Your instructions: Starting at the line that contains "Could you please point out the white paper", quote each line exactly through the last line of the entries, both included.

--- START OF Information given ---

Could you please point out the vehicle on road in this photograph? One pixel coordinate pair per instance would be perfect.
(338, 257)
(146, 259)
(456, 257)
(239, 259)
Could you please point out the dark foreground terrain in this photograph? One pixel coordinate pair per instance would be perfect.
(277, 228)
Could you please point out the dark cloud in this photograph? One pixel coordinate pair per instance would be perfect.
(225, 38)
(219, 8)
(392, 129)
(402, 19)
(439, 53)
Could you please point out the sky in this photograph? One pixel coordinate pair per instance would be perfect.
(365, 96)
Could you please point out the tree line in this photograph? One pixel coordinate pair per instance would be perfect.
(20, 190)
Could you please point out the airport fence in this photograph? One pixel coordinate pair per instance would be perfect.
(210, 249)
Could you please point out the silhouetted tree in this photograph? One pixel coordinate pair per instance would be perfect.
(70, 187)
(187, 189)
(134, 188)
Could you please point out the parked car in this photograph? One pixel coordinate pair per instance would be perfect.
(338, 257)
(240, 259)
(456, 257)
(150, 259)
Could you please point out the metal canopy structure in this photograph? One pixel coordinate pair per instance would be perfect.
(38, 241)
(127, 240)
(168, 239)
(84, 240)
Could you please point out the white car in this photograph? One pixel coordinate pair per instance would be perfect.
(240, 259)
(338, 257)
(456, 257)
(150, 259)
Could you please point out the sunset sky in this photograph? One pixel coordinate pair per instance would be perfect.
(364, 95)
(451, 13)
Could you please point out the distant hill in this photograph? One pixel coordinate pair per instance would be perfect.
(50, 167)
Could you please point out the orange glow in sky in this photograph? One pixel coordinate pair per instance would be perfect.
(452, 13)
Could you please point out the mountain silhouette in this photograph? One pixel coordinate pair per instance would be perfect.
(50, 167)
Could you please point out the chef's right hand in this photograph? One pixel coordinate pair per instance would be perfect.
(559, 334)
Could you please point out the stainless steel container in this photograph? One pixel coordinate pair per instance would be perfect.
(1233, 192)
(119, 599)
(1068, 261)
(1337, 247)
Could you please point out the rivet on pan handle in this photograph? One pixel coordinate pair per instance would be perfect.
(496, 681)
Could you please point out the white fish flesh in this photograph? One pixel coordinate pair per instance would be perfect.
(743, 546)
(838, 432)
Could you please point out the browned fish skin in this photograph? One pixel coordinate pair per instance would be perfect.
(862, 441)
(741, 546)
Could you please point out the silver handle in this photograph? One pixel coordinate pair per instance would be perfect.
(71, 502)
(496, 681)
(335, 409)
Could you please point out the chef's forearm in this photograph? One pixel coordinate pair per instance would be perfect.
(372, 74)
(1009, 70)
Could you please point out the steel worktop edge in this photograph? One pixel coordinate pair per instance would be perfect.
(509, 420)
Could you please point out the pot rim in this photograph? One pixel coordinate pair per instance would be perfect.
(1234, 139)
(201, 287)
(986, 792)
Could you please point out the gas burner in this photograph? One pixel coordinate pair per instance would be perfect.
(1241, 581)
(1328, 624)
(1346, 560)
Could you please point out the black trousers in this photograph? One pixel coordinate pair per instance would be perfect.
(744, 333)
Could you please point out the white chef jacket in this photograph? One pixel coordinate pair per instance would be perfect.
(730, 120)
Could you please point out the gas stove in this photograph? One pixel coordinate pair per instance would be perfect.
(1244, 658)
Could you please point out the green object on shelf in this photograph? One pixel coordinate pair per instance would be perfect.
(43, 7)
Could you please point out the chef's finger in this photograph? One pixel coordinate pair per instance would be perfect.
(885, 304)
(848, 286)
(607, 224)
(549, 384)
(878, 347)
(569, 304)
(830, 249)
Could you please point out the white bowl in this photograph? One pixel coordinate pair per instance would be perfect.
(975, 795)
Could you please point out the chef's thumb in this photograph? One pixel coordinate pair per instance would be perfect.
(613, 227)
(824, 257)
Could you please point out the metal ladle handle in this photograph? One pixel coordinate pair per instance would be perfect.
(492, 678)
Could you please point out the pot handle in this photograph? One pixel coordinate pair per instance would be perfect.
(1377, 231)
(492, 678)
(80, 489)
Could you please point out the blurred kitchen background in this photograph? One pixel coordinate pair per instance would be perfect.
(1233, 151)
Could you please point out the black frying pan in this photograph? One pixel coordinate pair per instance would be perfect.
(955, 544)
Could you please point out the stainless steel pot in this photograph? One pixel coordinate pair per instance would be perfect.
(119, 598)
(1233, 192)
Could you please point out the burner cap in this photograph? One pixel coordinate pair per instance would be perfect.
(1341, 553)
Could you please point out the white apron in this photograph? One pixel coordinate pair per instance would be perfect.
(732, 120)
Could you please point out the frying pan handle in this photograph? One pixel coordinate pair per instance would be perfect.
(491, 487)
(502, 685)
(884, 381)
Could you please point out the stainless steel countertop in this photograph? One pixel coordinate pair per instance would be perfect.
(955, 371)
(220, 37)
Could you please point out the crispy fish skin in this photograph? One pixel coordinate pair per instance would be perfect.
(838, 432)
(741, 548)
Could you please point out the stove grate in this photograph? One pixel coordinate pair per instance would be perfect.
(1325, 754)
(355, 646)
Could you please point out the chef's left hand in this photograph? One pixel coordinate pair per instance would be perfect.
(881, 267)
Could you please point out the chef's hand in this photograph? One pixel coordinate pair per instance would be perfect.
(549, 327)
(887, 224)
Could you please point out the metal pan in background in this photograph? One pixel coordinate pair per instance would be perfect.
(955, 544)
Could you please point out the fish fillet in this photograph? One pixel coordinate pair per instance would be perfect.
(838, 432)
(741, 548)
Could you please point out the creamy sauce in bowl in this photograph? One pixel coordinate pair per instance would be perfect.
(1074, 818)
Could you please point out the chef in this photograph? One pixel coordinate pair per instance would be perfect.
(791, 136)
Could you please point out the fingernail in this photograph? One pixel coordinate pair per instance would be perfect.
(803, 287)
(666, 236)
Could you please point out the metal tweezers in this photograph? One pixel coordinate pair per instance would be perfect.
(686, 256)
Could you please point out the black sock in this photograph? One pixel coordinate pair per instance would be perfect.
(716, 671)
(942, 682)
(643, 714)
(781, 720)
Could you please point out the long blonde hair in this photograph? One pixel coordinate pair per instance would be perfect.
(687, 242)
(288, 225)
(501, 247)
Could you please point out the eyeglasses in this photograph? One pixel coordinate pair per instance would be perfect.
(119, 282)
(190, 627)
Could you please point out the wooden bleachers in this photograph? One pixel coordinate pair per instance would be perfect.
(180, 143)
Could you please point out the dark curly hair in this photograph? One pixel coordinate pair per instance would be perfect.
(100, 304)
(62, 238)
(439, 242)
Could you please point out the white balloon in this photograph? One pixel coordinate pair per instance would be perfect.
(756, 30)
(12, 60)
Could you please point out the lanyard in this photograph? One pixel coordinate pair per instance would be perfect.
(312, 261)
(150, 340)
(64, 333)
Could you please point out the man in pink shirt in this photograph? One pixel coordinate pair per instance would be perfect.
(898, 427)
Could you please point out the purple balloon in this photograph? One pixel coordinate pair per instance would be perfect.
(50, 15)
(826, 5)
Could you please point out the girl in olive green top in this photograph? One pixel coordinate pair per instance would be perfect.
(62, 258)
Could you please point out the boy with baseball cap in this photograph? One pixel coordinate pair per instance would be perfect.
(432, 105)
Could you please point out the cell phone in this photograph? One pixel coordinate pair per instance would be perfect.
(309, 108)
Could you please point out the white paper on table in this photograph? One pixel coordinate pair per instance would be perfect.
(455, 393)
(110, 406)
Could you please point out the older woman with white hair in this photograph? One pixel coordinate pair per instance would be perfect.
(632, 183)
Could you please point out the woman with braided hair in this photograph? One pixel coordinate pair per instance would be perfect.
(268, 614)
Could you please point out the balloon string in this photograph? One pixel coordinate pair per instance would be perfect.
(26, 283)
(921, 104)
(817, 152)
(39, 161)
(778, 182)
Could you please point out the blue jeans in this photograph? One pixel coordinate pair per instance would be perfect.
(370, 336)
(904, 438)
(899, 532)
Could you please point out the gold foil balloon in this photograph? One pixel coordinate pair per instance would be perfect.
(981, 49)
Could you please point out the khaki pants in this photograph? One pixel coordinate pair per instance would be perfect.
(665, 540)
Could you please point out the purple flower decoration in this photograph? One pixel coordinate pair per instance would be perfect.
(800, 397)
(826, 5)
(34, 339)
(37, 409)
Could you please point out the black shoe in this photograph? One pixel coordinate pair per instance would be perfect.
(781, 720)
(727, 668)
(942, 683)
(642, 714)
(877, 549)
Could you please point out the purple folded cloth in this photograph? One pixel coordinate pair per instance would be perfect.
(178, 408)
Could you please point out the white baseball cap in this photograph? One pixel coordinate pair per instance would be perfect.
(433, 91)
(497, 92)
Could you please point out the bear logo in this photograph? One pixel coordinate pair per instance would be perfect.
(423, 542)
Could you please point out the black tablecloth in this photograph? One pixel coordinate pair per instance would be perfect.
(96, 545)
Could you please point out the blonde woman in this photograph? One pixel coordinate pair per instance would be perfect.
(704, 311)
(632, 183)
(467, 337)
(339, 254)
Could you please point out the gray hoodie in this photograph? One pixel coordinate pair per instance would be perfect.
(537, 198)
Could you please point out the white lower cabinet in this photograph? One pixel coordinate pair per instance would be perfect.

--- END OF Information given ---

Task solution:
Could you please point out the white paper on table in this photograph? One pixel coordinate pair per instance would be perfect.
(455, 393)
(110, 406)
Could you please point out the older woman with white hair in this photograph? One pixel coordinate pair per instance would be perfect.
(632, 183)
Could you please point out the woman with braided hair in this photograph? One pixel coordinate pair per instance would be perfect.
(268, 614)
Could you please point out the balloon string in this photograph? One pixel coordinate pair per instance would be perfect.
(26, 283)
(921, 104)
(817, 152)
(39, 161)
(778, 182)
Could you please point out the blue jeans in this photograph? One pixel coordinate pair per instance would be perfect.
(370, 336)
(904, 438)
(899, 532)
Could you please point out the gold foil balloon in this photograph? One pixel coordinate pair per instance would be perfect.
(981, 49)
Could you please point out the khaki pants in this photograph? One pixel coordinate pair per instance would be perfect.
(665, 540)
Could you please point out the purple flower decoration in this photograph? One pixel coordinate pair per instance would be perfect.
(800, 397)
(826, 5)
(34, 339)
(37, 409)
Could you please point out the black shoe in this photograph? One pixel coordinate pair per instance would be perfect.
(781, 720)
(727, 668)
(942, 683)
(642, 714)
(877, 549)
Could you please point out the purple folded cloth in this photograph? One pixel coordinate pair per instance would be perfect.
(178, 408)
Could you please point out the white baseball cap in this photograph? One pixel coordinate pair per instance would be perfect.
(433, 91)
(497, 92)
Could you please point out the bear logo in this photograph? One pixel coordinate pair per instance would be perfect.
(423, 542)
Could you please point out the black tablecloth in this photograph? One pixel coordinate pair per instance would be perfect.
(96, 545)
Could you please point out the blonde woman in this photograph? One pixel coordinate pair per instance would be perfect.
(704, 311)
(632, 183)
(467, 337)
(339, 254)
Could you please point out the gray hoodie in this photograph? One pixel coordinate pair per instance would be perfect.
(537, 198)
Could you please point out the white lower cabinet in this photograph? One pixel coordinate pair per instance would be perfect.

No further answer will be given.